* [WORK INSTRUCTIONS]:
1 > Please lay out the rows that come after the millennium newsletter as a two-column CSV with the columns "prompt" and "response". Give each row's text and its answer in one quoted field each, with line breaks replaced by spaces.
2 > Carry on the millennium newsletter below, starting after its last sentence.

* [DOCUMENT SEGMENT]:

To date, the "Child is Born" campaign has secured commitments from the host communities of Greenwich and Lewisham to plan a millennium event in June 2000 "perhaps on the Greenwich Peninsular itself."

"People and Places" children's campaign is illustrative of a mounting millennial interest in England, focused on shaping the "Centre of Time" National Millennium Exhibition at Greenwich. For more information, contact "A Child is Born," The Little House, 16 Belmont Hill, London, SE13 5BD. Tel.: 0181-318-9233 Source: Bimillennial Press, talk2000@rmii.com

Following Fox's impressive debut of its "Millennium" TV series to 32 million viewers on Oct. 25th, Fox's lawyers apparently have cracked down on unofficial "Millennium" sites using the copyrighted show images.

Hotwired magazine reports Fox's lawyer, David Oakes called the dean of students at the University of Texas at El Paso and "threatened to sue the university" if it didn't 'take care of' an unofficial site before the weekend.

The following day, student Gil Trevizo's internet account was suspended. Fox claims what is at issue is the use of pirated images of its TV series. Some "Millennium" fans, nurtured by paranoia from the sister "X-Files" series, see a more sinister motive at work. Whatever the case, Trevizo's "unofficial site" cut back on posts of illegal copyrighted materials from major news services this week. Read Hotwired special report on net censorship at: http://www.hotwired.com/special/millennium

Talk from the Forum:
"Here is a recap of recent conversations"

Out of conversations about the 1,900th anniversary of the book of Revelations last year, USC's professor Stephen O'Leary started a post on millennialism in the East. His UCLA colleague, Charles Cameron hipbone@earthlink.net writes:

Stephen O'Leary writes that the Orthodox Ecumenical Patriarch Dimitrios I:
> applied the Book of Revelation to the ecology crisis, and that one
> topic of conversation at the conference was the synchronistic
> coincidence between the prophecy of "Wormwood" and the
> Chernobyl nuclear accident (the Ukrainian word for "wormwood"
> is chernobyl).

I suppose one could think of wormwood / chernobyl as an example of the "dark" side of the ecological / millennial connection, which emphasizes the doom-saying aspect of ecological rhetoric: and to understand just how persuasive that particular verbal "coincidence" might be for Russians predisposed to a millennial style of thought, I think we (in the US) have to imagine living very close to Three Mile Island, and reading in Revelation of a star falling from heaven named "Island of Three Miles" in a context of plagues poured out upon the earth, etc.

The magical "associative" aspect of thought fairly leaps at connections of this sort, in either a paranoid or an ecstatic manner...

There's an intriguing crossover between "doom-laden" and "utopian" versions of apocalyptic thinking in the Orthodox notion of Eucharist, which considers the sacrament as a "holocaust" or burnt offering, in which the whole earth is consumed.

Westerners nowadays tend to think of "holocaust" as referring to the gas-chambers of the Final Solution, or the immolations of Hiroshima and Nagasaki -- and perhaps Dresden. But the word is equally capable of a *glorious* connotation to eastern ears, exemplified by Kadloubovsky & Palmer's "Foreword" to *Writings from the Philokalia*:

:: Inaccessible to human conception is the inexpressible glorious
:: Majesty of the most holy, sublime Sacraments and Revelations on
:: earth of the Divine Incarnation and supreme Holocaust of Love of
:: our celestial Saviour and God Jesus Christ. They open for us the
:: way to possibilities that are not of this earth, forming, purifying
:: and developing the unseen parts of our being, helping us towards
:: Salvation.

* [MATERIALS PROVIDED]:
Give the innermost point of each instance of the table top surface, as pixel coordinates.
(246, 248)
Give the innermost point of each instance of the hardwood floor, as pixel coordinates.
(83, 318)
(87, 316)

* [ANSWERS IN ORDER]:
1 >
prompt,response
"Give the innermost point of each instance of the table top surface, as pixel coordinates.","(246, 248)"
"Give the innermost point of each instance of the hardwood floor, as pixel coordinates.","(83, 318) (87, 316)"

2 >
Supreme Holocaust of Love...

The imagery of holocaust is, I am told, central to Orthodox eucharistic doctrine, which understands the eucharist as the offering of the whole world into the fire of love, which both destroys and purifies... and the purification of nature in this fire is (apparently) in turn viewed by some Orthodox theologians in quasi-ecological terms....

This is a strong and optimistic basis for what we can term "ecological hope" -- and I offer it as a counterpoise to the theme of "ecological doom"...

It also seems interesting that the word "holocaust" can serve in both optimistic and pessimistic formulations of apocalyptic ideas...

Getting back more directly to Stephen's post and the issue of apocalypticism in Russia -- Stephen asks:

> what is the relationship between [Greek and other] Orthodox
> Christianity and millennialism? Will Orthodox churches be any
> less susceptible to apocalyptic millennial speculation and
> movements in the coming decades, or what manifestations of the
> millennial zeitgeist can we expect to see from that corner of the
> world?

Like Stephen, I am only peripherally acquainted with Orthodoxy, and would be happy to learn more. But I did recently come across some interesting remarks James H. Billington, Librarian of Congress, made during a presentation to the Woodstock Theological Center forum on "Religion in the Former Soviet Republics", 1992, in which he describes three different religious tendencies in the new Russia. The first of these, and the one which concerns us here in this forum, is apocalyptic:

:: It is a time of great change. There are three attitudes within the
:: Christian community, which is predominantly Orthodox. The first
:: is apocalypticism, which is very characteristic of the intellectuals.
:: Change is always explained in apocalyptical terms. There has
:: never been such a sustained apocalyptical mood in Moscow
:: among otherwise adult and responsible intellectuals. It is simply a
:: phenomenon and by no means a comforting one. People who
:: think of apocalyptical expectations begin with Chernobyl, which
:: also means wormwood, and is therefore reminiscent of the star
:: "Wormwood" in the book of Revelation (8:11). Such thinking
:: can lead to all kinds of occult and unbelievable calculations,
:: conspiracy theories, the sense of the impending end of the world,
:: the third millennium. This mood is off to a flying start in Russia.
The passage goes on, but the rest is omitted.